Job:
Render every entry verbatim.

[Pointing and labeling entries]
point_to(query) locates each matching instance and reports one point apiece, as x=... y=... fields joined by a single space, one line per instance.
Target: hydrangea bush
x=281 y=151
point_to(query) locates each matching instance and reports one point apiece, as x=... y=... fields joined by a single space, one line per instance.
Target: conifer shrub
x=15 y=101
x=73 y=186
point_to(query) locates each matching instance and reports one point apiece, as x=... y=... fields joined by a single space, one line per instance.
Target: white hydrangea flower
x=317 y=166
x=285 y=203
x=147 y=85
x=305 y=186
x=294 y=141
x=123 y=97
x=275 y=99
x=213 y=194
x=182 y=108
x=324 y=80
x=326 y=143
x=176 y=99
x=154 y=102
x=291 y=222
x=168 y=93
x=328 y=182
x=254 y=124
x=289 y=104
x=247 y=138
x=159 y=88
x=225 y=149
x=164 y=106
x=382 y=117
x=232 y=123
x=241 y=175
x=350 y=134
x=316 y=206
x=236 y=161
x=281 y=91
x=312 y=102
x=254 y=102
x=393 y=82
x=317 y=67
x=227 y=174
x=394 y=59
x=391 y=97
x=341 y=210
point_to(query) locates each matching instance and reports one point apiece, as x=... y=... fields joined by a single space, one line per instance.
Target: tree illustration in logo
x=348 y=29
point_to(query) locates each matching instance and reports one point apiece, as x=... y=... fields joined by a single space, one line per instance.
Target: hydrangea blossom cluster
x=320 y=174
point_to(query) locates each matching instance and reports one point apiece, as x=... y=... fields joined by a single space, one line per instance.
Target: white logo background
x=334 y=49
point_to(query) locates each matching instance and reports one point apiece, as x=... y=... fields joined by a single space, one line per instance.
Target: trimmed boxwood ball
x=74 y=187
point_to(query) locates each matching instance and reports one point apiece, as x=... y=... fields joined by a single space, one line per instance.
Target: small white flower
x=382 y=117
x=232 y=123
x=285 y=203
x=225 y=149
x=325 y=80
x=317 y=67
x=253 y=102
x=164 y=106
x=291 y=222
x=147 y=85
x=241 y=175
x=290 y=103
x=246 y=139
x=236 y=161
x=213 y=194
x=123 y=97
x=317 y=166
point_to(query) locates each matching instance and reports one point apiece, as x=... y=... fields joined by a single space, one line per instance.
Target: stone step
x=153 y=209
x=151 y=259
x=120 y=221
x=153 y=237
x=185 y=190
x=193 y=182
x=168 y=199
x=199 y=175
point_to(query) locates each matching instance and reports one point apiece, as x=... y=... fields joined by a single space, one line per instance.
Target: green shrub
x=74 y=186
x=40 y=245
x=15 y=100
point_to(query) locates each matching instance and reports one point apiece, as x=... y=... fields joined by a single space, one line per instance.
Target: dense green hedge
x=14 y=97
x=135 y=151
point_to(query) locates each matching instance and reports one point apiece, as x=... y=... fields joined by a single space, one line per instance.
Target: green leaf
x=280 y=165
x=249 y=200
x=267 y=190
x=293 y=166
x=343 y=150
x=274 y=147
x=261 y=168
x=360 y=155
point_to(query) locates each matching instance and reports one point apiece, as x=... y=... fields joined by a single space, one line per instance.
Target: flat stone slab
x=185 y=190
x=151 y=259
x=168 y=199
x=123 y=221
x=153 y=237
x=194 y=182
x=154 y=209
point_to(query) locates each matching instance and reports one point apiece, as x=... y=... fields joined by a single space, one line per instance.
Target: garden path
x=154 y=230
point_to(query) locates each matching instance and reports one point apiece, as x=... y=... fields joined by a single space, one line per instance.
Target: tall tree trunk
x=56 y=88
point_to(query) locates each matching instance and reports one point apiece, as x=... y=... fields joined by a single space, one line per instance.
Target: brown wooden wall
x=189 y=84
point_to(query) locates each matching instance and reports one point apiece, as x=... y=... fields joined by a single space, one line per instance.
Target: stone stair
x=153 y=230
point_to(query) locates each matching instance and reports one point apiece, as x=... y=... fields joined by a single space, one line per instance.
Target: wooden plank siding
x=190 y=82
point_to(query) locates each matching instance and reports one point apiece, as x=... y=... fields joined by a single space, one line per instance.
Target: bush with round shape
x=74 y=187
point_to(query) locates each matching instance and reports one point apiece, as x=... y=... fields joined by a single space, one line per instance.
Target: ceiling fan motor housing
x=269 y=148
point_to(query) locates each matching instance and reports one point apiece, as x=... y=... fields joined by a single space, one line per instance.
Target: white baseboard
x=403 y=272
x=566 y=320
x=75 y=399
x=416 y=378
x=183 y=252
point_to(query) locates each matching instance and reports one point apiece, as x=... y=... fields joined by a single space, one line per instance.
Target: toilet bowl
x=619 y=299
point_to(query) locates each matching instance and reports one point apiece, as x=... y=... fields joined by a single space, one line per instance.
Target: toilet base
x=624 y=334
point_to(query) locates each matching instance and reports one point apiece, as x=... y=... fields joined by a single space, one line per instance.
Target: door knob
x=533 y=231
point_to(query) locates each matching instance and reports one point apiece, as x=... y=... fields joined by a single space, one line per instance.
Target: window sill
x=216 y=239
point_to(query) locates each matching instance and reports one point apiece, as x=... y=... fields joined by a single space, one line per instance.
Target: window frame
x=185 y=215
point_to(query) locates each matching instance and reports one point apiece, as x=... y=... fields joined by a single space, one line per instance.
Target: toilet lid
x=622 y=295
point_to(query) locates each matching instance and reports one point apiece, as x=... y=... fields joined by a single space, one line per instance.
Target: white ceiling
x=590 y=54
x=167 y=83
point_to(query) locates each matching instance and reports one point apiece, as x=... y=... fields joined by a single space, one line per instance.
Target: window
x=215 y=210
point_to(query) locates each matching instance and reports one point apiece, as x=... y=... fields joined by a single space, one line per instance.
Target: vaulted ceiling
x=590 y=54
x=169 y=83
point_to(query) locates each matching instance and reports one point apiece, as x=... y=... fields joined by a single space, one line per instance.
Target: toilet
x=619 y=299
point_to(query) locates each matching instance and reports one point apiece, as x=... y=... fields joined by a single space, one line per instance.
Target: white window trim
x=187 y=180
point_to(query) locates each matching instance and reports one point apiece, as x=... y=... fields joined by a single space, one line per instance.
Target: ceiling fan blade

Worked answer:
point_to(query) locates each matching instance and reports one point apiece, as x=... y=... fields joined by a single space, one line per instance.
Target: hydrangea bush
x=281 y=151
point_to(query) locates each matching instance and reports one point apiece, as x=... y=... fields joined by a single space, one line per instance.
Target: conifer shrub
x=15 y=101
x=73 y=186
point_to(query) locates each matching instance and reports one point apiece, as x=... y=... fields joined by a single space, one line per instance.
Target: white hydrangea flower
x=317 y=166
x=285 y=203
x=147 y=85
x=305 y=186
x=294 y=141
x=123 y=97
x=275 y=99
x=213 y=194
x=182 y=108
x=324 y=80
x=326 y=143
x=176 y=99
x=154 y=102
x=291 y=222
x=168 y=93
x=328 y=182
x=254 y=124
x=289 y=104
x=247 y=138
x=159 y=88
x=225 y=149
x=164 y=106
x=382 y=117
x=232 y=123
x=241 y=175
x=350 y=134
x=316 y=206
x=236 y=161
x=281 y=91
x=312 y=102
x=254 y=102
x=393 y=82
x=317 y=67
x=227 y=174
x=394 y=59
x=391 y=97
x=341 y=210
point_to(query) locates each matching instance and reports one point apiece, as x=... y=... fields joined by a single space, one line per instance.
Target: tree illustration in logo
x=348 y=29
point_to(query) locates each matching instance and reports one point apiece, as x=... y=... fields joined by a single space, one line per instance.
Target: hydrangea blossom cluster
x=320 y=174
point_to(query) locates each matching instance and reports one point apiece, as x=... y=... fields joined by a single space, one line per instance.
Target: white logo background
x=334 y=49
point_to(query) locates each matching instance and reports one point apiece, as x=... y=... fields joined by a single space, one line per instance.
Target: trimmed boxwood ball
x=74 y=187
point_to(query) locates each matching instance and reports one point apiece, as x=... y=... fields joined by a single space, one line per instance.
Target: small white flower
x=382 y=117
x=232 y=123
x=285 y=203
x=225 y=149
x=325 y=80
x=317 y=67
x=253 y=102
x=164 y=106
x=291 y=222
x=147 y=85
x=241 y=175
x=290 y=103
x=246 y=139
x=236 y=161
x=213 y=194
x=123 y=97
x=317 y=166
point_to(query) locates each matching instance and reports one point apiece, as x=... y=... fields joined by a single space, one line per instance.
Target: stone step
x=153 y=209
x=151 y=259
x=120 y=221
x=153 y=237
x=185 y=190
x=193 y=182
x=168 y=199
x=199 y=175
point_to(query) locates each matching instance and reports one point apiece, as x=... y=... fields joined by a single space, one line per instance.
Target: green shrub
x=74 y=186
x=40 y=245
x=15 y=100
point_to(query) locates each matching instance and reports one point apiece, as x=... y=... fields joined by a single space, one line per instance.
Target: dense green hedge
x=14 y=97
x=135 y=151
point_to(query) locates each matching instance and reports one point apiece, as x=... y=... fields joined by a single space, one line per instance.
Target: green leaf
x=280 y=165
x=249 y=200
x=267 y=190
x=293 y=166
x=343 y=150
x=274 y=147
x=261 y=168
x=360 y=155
point_to(query) locates each matching instance and reports one point apiece, as x=... y=... fields joined by a single space, one line per instance.
Target: flat stone slab
x=185 y=190
x=151 y=259
x=168 y=199
x=123 y=221
x=153 y=237
x=194 y=182
x=154 y=209
point_to(query) locates each matching instance and reports one point apiece, as x=... y=... fields joined by a single space, one line per instance.
Target: garden path
x=154 y=230
point_to(query) locates each matching instance and reports one point apiece, as x=... y=... fields joined by a single space, one line per instance.
Target: tall tree trunk
x=56 y=88
point_to(query) locates each matching instance and reports one point apiece, as x=... y=... fields joined by a single space, one line per instance.
Target: brown wooden wall
x=189 y=84
point_to(query) locates each matching instance and reports one point apiece, as x=... y=... fields joined by a single space, one line per instance.
Target: stone stair
x=153 y=230
point_to(query) locates each matching instance and reports one point apiece, as x=... y=... fields joined by a single space, one line per instance.
Target: wooden plank siding
x=190 y=82
point_to(query) locates each matching instance and reports one point apiece, as x=... y=... fields joined by a single space, one line per instance.
Target: bush with round shape
x=74 y=187
point_to(query) locates each matching instance and reports one point apiece, as x=... y=... fields joined by a single space, one line per instance.
Target: ceiling fan motor housing
x=269 y=148
point_to(query) locates each matching instance and reports one point apiece, as x=... y=... fields joined by a single space, one line per instance.
Target: white baseboard
x=403 y=272
x=566 y=320
x=75 y=399
x=416 y=378
x=183 y=252
point_to(query) locates each matching instance and reports one point apiece, as x=... y=... fields joined by a single space, one line per instance.
Target: toilet bowl
x=619 y=299
point_to(query) locates each matching instance and reports one point apiece, as x=... y=... fields joined by a single space, one line per instance.
Target: toilet base
x=624 y=334
point_to(query) locates each matching instance and reports one point apiece, as x=... y=... fields joined by a single space, one line per instance.
Target: door knob
x=533 y=231
point_to(query) locates each matching instance and reports one point apiece, as x=... y=... fields joined by a single space, one line per instance.
Target: window sill
x=216 y=239
point_to(query) locates each matching instance and reports one point apiece, as x=... y=... fields joined by a single space, one line per instance.
Target: window frame
x=185 y=215
point_to(query) locates each matching instance and reports one point apiece, as x=... y=... fields joined by a single space, one line per instance.
Target: toilet lid
x=622 y=295
point_to(query) locates each matching instance and reports one point apiece, as x=... y=... fields joined by a single space, one line per instance.
Target: white ceiling
x=590 y=54
x=167 y=83
point_to(query) locates each matching instance and reports one point apiece, as x=... y=... fields joined by a single space, one line per instance.
Target: window
x=215 y=210
point_to(query) locates each matching instance and reports one point apiece, as x=... y=... fields joined by a single space, one line per instance.
Target: vaulted ceiling
x=590 y=54
x=169 y=83
point_to(query) locates each matching instance and reports one point apiece, as x=... y=... fields joined by a single space, one line per instance.
Target: toilet
x=619 y=299
point_to(query) locates each matching instance and reports one point apiece, as x=... y=... fields joined by a single space, one line per instance.
Target: white window trim
x=187 y=180
point_to(query) locates each matching instance and reports one point apiece, as x=... y=... fields joined by a single space, one line per instance.
Target: ceiling fan blade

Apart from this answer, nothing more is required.